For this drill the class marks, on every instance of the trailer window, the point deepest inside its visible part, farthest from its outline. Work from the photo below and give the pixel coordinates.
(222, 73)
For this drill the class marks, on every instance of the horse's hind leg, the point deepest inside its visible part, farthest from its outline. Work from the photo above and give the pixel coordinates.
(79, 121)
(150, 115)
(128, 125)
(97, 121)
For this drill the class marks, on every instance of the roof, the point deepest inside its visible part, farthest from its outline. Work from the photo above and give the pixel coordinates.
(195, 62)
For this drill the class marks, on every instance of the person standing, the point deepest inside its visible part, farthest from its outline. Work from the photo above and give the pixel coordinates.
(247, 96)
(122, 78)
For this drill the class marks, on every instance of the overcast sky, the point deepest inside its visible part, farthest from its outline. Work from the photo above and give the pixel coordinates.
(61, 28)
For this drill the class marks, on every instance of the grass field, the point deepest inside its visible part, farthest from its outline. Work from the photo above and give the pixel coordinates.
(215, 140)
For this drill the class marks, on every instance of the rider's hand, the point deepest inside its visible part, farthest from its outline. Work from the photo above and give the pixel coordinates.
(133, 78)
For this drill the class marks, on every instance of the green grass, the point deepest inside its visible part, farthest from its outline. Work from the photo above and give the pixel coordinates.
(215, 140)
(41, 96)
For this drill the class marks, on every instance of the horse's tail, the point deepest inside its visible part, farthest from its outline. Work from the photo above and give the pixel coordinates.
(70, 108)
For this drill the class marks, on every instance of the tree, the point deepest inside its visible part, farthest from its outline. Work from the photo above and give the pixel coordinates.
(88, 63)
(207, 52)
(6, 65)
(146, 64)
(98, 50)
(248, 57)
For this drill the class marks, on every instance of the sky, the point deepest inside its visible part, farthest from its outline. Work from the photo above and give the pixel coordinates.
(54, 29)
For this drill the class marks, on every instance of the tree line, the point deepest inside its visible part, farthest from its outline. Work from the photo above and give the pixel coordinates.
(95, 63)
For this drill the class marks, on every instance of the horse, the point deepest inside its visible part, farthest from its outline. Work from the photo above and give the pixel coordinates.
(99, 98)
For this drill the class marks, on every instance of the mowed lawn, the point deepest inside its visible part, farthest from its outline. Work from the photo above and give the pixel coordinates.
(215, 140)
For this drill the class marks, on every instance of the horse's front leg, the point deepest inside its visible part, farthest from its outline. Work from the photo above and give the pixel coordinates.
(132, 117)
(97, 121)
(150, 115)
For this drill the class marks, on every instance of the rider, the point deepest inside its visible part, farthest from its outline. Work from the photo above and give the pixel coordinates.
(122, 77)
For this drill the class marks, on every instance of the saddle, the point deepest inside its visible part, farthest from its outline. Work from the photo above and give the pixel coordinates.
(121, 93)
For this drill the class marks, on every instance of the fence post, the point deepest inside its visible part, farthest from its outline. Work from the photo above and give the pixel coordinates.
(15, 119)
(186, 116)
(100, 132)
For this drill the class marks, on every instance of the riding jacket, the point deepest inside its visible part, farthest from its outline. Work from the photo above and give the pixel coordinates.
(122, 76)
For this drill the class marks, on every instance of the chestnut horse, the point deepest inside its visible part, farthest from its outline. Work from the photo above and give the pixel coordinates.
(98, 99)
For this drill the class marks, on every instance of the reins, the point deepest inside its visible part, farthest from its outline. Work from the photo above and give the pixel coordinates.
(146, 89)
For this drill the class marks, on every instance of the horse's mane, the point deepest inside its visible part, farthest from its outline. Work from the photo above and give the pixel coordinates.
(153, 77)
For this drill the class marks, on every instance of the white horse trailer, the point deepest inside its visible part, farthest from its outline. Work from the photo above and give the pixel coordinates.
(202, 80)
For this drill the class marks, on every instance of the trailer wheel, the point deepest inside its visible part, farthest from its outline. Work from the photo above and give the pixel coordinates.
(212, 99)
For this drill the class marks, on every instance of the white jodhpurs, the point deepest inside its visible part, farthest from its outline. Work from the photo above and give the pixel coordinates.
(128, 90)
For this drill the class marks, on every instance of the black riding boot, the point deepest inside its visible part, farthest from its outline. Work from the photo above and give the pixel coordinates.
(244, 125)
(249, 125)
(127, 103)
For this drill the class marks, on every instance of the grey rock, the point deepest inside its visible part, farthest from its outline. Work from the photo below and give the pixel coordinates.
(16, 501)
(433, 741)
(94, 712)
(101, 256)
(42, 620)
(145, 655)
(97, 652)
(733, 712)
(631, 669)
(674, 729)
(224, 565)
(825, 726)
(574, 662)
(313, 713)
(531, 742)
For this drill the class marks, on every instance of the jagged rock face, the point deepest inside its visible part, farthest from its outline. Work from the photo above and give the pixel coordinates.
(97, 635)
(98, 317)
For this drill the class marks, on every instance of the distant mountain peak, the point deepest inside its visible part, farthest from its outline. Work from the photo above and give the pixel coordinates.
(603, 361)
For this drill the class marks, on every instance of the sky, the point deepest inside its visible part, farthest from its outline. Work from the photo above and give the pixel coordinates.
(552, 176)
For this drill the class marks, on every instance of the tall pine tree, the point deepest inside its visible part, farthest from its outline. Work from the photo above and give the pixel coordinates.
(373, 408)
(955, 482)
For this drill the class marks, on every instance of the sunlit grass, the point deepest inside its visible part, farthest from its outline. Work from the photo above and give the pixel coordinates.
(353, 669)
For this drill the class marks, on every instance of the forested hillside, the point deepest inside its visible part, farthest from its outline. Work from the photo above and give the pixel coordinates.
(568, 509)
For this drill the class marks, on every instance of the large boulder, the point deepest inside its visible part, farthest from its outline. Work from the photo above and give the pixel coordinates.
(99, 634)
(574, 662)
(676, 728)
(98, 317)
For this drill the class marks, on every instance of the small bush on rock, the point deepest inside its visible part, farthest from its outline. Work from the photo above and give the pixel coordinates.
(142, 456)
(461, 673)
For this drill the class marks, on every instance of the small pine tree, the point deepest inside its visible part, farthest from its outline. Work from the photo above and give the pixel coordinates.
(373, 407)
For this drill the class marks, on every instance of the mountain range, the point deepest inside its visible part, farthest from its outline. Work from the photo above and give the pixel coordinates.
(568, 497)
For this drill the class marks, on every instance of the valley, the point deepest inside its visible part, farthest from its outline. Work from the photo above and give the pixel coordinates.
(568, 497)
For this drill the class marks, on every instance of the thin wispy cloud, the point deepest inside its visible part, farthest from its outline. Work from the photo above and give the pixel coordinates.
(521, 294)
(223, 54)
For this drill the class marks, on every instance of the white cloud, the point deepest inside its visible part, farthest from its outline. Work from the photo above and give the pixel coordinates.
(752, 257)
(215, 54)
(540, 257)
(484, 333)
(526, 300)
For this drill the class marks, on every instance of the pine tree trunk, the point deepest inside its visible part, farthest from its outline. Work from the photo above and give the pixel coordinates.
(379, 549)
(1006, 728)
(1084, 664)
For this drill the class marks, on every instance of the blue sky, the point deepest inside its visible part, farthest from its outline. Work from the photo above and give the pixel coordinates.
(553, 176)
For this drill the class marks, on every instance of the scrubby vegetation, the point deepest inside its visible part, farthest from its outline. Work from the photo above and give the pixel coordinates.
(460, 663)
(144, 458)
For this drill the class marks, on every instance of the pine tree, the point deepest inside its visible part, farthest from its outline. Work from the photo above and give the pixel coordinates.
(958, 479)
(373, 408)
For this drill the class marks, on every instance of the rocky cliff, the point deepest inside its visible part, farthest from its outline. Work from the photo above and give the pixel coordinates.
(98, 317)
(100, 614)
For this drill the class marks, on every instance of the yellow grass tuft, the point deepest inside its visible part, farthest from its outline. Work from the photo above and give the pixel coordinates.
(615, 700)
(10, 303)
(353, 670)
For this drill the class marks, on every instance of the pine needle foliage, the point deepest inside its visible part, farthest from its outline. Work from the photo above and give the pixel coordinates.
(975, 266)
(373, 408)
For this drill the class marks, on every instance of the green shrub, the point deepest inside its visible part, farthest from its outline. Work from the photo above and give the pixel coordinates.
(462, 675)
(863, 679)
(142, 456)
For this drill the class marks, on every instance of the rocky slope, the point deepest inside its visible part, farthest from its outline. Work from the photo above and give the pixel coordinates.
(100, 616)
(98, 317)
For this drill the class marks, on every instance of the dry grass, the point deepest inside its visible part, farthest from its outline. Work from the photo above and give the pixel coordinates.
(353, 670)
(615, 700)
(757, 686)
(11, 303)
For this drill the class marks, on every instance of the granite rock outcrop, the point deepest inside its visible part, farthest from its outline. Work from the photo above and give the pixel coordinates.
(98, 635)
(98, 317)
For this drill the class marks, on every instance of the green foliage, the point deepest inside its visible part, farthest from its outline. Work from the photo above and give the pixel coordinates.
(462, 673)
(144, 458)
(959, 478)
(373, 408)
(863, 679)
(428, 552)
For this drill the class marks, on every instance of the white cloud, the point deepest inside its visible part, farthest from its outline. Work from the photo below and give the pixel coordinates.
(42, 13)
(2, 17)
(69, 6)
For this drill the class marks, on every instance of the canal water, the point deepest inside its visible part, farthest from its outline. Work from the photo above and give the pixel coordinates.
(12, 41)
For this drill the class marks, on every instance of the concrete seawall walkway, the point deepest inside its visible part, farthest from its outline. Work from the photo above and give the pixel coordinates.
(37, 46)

[YOUR ASSIGNMENT] Repeat verbatim the line holding "of the concrete" and all lines after it, up to the end of the material.

[RESULT FOR THIS TASK]
For this drill the class marks, on every instance of the concrete seawall walkway, the point deepest inside its visible part, farthest from its outline. Work from the photo above and give the pixel coordinates.
(37, 46)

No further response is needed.